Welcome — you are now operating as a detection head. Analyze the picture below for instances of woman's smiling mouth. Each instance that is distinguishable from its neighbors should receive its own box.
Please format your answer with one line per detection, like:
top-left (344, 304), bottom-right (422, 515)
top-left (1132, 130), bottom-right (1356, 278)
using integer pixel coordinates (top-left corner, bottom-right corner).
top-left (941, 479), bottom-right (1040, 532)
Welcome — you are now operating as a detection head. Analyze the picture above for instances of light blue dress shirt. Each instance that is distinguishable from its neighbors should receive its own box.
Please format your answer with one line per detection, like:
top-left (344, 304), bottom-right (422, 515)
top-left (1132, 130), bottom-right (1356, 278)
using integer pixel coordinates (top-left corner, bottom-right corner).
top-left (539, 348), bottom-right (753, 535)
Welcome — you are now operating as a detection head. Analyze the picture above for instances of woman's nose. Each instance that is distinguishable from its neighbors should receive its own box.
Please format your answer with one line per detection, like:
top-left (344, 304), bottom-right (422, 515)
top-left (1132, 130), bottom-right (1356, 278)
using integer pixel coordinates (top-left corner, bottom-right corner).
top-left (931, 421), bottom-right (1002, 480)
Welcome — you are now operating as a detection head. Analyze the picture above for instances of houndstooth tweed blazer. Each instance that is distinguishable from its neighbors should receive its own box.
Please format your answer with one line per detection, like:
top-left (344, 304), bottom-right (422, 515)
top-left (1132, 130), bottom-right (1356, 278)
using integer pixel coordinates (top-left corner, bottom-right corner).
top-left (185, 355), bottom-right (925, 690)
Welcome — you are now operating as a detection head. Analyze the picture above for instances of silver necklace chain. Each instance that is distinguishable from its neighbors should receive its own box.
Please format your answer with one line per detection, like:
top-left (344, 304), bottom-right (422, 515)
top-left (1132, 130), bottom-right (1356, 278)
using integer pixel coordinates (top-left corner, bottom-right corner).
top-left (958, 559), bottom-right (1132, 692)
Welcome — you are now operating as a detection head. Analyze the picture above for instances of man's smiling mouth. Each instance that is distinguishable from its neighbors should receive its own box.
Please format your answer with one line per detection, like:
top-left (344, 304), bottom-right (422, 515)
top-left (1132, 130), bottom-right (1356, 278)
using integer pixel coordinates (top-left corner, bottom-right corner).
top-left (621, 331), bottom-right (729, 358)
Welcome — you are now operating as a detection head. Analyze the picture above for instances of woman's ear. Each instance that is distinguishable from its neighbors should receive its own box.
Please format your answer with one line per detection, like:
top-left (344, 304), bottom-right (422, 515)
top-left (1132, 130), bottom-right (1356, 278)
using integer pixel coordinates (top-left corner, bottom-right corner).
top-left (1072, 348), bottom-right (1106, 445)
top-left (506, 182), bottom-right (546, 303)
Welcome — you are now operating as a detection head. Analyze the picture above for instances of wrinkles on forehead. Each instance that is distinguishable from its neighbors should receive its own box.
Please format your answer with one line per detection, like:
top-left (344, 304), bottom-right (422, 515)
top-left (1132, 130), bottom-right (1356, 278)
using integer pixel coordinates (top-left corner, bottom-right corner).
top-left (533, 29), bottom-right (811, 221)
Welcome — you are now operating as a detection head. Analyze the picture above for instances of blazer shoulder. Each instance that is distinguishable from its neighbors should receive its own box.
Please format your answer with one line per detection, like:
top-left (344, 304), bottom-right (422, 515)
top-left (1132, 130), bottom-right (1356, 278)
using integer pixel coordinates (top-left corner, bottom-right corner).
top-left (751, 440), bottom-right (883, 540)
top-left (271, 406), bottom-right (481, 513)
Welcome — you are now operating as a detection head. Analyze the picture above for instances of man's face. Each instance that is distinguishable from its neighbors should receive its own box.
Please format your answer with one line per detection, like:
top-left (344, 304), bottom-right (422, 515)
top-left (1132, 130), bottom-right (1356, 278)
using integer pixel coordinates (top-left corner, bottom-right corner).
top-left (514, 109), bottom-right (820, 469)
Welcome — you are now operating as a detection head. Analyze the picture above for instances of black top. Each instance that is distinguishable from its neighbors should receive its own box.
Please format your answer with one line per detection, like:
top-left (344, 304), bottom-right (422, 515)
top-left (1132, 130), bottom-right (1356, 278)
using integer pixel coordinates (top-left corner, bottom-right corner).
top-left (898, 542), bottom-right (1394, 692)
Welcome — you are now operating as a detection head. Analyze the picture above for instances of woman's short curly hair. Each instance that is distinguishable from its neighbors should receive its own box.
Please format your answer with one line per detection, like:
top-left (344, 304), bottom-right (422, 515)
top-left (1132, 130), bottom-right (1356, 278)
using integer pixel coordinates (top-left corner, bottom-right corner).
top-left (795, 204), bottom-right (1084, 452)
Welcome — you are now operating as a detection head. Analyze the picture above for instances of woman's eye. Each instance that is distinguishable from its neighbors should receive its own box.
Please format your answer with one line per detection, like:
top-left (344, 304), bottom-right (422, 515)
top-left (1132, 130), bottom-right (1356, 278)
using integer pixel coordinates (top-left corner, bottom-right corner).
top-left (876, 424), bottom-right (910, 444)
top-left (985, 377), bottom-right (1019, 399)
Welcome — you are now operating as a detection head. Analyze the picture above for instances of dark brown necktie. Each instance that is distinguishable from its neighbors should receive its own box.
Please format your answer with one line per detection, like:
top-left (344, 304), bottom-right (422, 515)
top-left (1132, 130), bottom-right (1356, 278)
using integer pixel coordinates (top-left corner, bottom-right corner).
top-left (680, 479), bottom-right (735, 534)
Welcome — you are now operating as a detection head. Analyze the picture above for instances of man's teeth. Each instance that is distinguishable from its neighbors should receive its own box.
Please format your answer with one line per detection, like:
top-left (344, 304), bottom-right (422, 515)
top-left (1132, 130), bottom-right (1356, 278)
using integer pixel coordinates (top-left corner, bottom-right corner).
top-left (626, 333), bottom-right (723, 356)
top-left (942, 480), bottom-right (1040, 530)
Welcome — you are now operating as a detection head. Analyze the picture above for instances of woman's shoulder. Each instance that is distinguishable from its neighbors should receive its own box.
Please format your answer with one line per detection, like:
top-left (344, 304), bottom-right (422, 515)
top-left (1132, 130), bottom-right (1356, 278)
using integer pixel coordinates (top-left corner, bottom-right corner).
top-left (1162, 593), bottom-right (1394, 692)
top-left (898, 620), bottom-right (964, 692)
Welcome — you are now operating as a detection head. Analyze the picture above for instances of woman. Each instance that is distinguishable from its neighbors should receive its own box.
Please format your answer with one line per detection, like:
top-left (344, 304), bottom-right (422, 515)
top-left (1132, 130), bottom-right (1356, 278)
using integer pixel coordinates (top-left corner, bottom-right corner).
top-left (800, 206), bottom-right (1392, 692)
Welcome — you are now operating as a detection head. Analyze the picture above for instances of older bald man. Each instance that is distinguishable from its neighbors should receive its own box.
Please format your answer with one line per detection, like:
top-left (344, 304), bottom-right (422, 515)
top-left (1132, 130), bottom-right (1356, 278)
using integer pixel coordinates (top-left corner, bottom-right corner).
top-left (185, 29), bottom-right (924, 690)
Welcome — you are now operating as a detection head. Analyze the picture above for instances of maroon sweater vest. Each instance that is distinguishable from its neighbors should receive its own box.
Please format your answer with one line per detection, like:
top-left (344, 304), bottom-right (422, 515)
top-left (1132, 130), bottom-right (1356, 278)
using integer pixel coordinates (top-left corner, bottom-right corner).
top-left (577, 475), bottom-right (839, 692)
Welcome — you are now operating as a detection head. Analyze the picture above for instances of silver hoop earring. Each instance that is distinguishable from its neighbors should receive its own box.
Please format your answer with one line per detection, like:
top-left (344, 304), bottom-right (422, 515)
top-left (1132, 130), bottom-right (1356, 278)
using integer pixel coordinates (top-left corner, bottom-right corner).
---
> [What you need to do] Turn the listing above into a numbered list with one line per item, leaving out any blank lines.

> [Solution for this exercise]
1. Welcome — you are now operating as a detection head. Analyze the picture below for instances of woman's smiling mouth. Each instance that is distinguishable from its neighbors should receive its own box.
2. Please format your answer with one line per detection, like:
3. top-left (344, 304), bottom-right (422, 515)
4. top-left (1132, 130), bottom-right (1356, 278)
5. using integer pixel coordinates (top-left corner, bottom-right corner).
6. top-left (941, 479), bottom-right (1040, 532)
7. Welcome — you are now operating as a detection head. Analyze the picture above for instances of light blue dress shirt. Each instance that is distinguishable from its neighbors should receive its own box.
8. Please format your answer with one line per detection, like:
9. top-left (344, 304), bottom-right (422, 515)
10. top-left (1132, 130), bottom-right (1356, 278)
11. using integer pixel coordinates (top-left corner, bottom-right corner).
12. top-left (539, 348), bottom-right (753, 535)
13. Welcome — you are now operating as a detection head. Analyze the picture above for instances of woman's nose. Each instance that is distinguishable from its neighbors should receive its own box.
14. Please format your answer with one line per detection, like:
15. top-left (344, 304), bottom-right (422, 515)
16. top-left (1132, 130), bottom-right (1356, 278)
17. using integer pixel coordinates (top-left corner, bottom-right corner).
18. top-left (931, 421), bottom-right (1002, 480)
19. Welcome — you are now operating as a detection head. Analyze the picture above for instances of houndstooth tweed blazer. Each instance that is distinguishable from its neighbors should receive its own box.
20. Please format your answer with one line per detection, like:
21. top-left (344, 304), bottom-right (422, 515)
22. top-left (1132, 130), bottom-right (1356, 278)
23. using integer pixel coordinates (top-left corner, bottom-right corner).
24. top-left (185, 355), bottom-right (925, 690)
25. Welcome — you are now operating as a detection head. Analyze the picture above for instances of silver necklace chain. Each instance that is distinguishable from its neighbors should receive its own box.
26. Please format your answer with one line per detection, like:
27. top-left (344, 304), bottom-right (422, 515)
28. top-left (1132, 130), bottom-right (1356, 278)
29. using integer pixel coordinates (top-left corner, bottom-right corner).
30. top-left (958, 559), bottom-right (1132, 692)
31. Welcome — you are now operating as a detection head. Analyze the picture above for instances of man's smiling mouth. Each instance that is distinguishable from its neighbors should receive its own box.
32. Please format your answer with one line per detection, like:
33. top-left (344, 304), bottom-right (422, 515)
34. top-left (1132, 130), bottom-right (1356, 278)
35. using integer pixel coordinates (top-left corner, bottom-right corner).
36. top-left (621, 331), bottom-right (729, 358)
37. Welcome — you are now operating as a detection head. Analyze the picture above for instances of woman's ear. Each instance that is distinguishable from its neighbors should receive its own box.
38. Please format your answer with one line per detection, like:
39. top-left (344, 304), bottom-right (422, 515)
40. top-left (1132, 130), bottom-right (1356, 278)
41. using integer pixel coordinates (top-left corner, bottom-right corner).
42. top-left (1072, 348), bottom-right (1106, 445)
43. top-left (506, 182), bottom-right (546, 303)
44. Welcome — you are now operating as a detection head. Analyze the picture above for instances of wrinkles on forehead. Each instance that is distinguishable from its neighbors should receive its own box.
45. Please format your answer with one line per detection, like:
46. top-left (344, 304), bottom-right (422, 515)
47. top-left (1132, 130), bottom-right (1356, 278)
48. using integer pixel coordinates (top-left corner, bottom-right corner).
49. top-left (533, 29), bottom-right (811, 221)
50. Welcome — you are now operating as a detection head. Analyze the picture above for instances of blazer shoulder. Each instance that is distinguishable from its neighbors should receive its own box.
51. Please format your answer with one line per detection, like:
52. top-left (344, 304), bottom-right (422, 515)
53. top-left (1132, 130), bottom-right (1356, 278)
54. using integer pixel coordinates (top-left corner, bottom-right corner).
55. top-left (751, 440), bottom-right (883, 540)
56. top-left (271, 406), bottom-right (481, 513)
57. Welcome — you are now operating as a detection head. Analyze the picture above for instances of man's face. Each instance that is distinguishable from its neighbors should receive its own box.
58. Please format your answer with one line per detection, like:
59. top-left (344, 304), bottom-right (422, 515)
60. top-left (1132, 130), bottom-right (1356, 278)
61. using integer pixel coordinates (top-left corner, bottom-right corner).
62. top-left (514, 109), bottom-right (820, 469)
63. Welcome — you are now operating as a detection head. Analyze the picture above for instances of black top. Each instance that is distinguishable from its neighbors should receive its own box.
64. Please format your answer with one line per detection, like:
65. top-left (344, 304), bottom-right (422, 515)
66. top-left (1132, 130), bottom-right (1356, 278)
67. using integer pixel coordinates (top-left corner, bottom-right corner).
68. top-left (898, 542), bottom-right (1394, 692)
69. Welcome — you are now operating as a detection head. Analyze the picture above for instances of woman's short curly hair. Each instance that is distinguishable from its neighbors should receive its own box.
70. Please format your answer with one line per detection, like:
71. top-left (344, 304), bottom-right (422, 515)
72. top-left (1132, 130), bottom-right (1356, 278)
73. using integer pixel coordinates (top-left corner, bottom-right corner).
74. top-left (795, 204), bottom-right (1084, 452)
75. Welcome — you are now operating as a detection head. Analyze the picture above for instances of woman's eye. Each instance that is distinguishable from its neighbors should receive its own box.
76. Please format your answer with one line per detection, like:
77. top-left (344, 304), bottom-right (422, 515)
78. top-left (1132, 130), bottom-right (1356, 278)
79. using integer pixel coordinates (top-left corner, bottom-right corner).
80. top-left (876, 424), bottom-right (910, 444)
81. top-left (985, 377), bottom-right (1019, 399)
82. Welcome — you are now operating as a detection head. Analyze the picture above for instances of dark brown necktie. Each instance that is distinguishable from its neighbors should receive its own box.
83. Please format your answer with one line per detection, like:
84. top-left (344, 304), bottom-right (422, 515)
85. top-left (1132, 130), bottom-right (1356, 278)
86. using integer pixel coordinates (top-left corner, bottom-right corner).
87. top-left (680, 479), bottom-right (735, 534)
88. Welcome — you are now operating as a detection head. Analyze the picture above for instances of man's teeth. Each instance that is distinguishable from its neighbors should receive its own box.
89. Please format your answer with one line per detection, like:
90. top-left (344, 304), bottom-right (422, 515)
91. top-left (1132, 130), bottom-right (1356, 278)
92. using integer pixel coordinates (top-left corner, bottom-right corner).
93. top-left (626, 333), bottom-right (723, 356)
94. top-left (942, 480), bottom-right (1040, 530)
95. Welcome — you are now operating as a detection head. Analyze the picture above for instances of woman's shoulder. Each instance that is distinguishable from its neighbors should receive its own box.
96. Please format your answer with one line per detection, like:
97. top-left (344, 304), bottom-right (422, 515)
98. top-left (1132, 130), bottom-right (1356, 278)
99. using integer pixel coordinates (top-left corner, bottom-right corner).
100. top-left (1162, 593), bottom-right (1394, 692)
101. top-left (898, 620), bottom-right (964, 692)
102. Welcome — you are now operating as a detection head. Analyze the picture above for instances of woman. Each instance that is distinguishable from its neighbors should receive its own box.
103. Please format your answer with one line per detection, like:
104. top-left (344, 304), bottom-right (422, 515)
105. top-left (1132, 130), bottom-right (1356, 278)
106. using integer pixel coordinates (top-left corner, bottom-right corner).
107. top-left (800, 206), bottom-right (1392, 692)
108. Welcome — you are now operating as a detection head. Analyze the picture above for instances of older bald man. Each instance that is distinguishable from its neighbors should receive its own box.
109. Please format your answer with one line per detection, like:
110. top-left (344, 304), bottom-right (422, 515)
111. top-left (1132, 130), bottom-right (1356, 278)
112. using integer pixel coordinates (top-left corner, bottom-right corner).
113. top-left (185, 29), bottom-right (924, 690)
114. Welcome — you are now operating as a detection head. Analyze the picture above for instances of maroon sweater vest. Each instance that is distinguishable from its neighbors should receive its own box.
115. Please format your answer with one line per detection, like:
116. top-left (344, 304), bottom-right (422, 515)
117. top-left (1132, 130), bottom-right (1356, 278)
118. using integer pixel coordinates (top-left corner, bottom-right corner).
119. top-left (577, 475), bottom-right (839, 692)
120. Welcome — you are now operating as a detection head. Analyze the picture above for instances of silver hoop earring. Each instance that is distinguishable from its neighbors should receive its own box.
121. Please format your answer with one line per detection, like:
122. top-left (344, 304), bottom-right (422, 515)
123. top-left (1132, 130), bottom-right (1356, 278)
124. using integer pixel coordinates (top-left corner, bottom-right corner).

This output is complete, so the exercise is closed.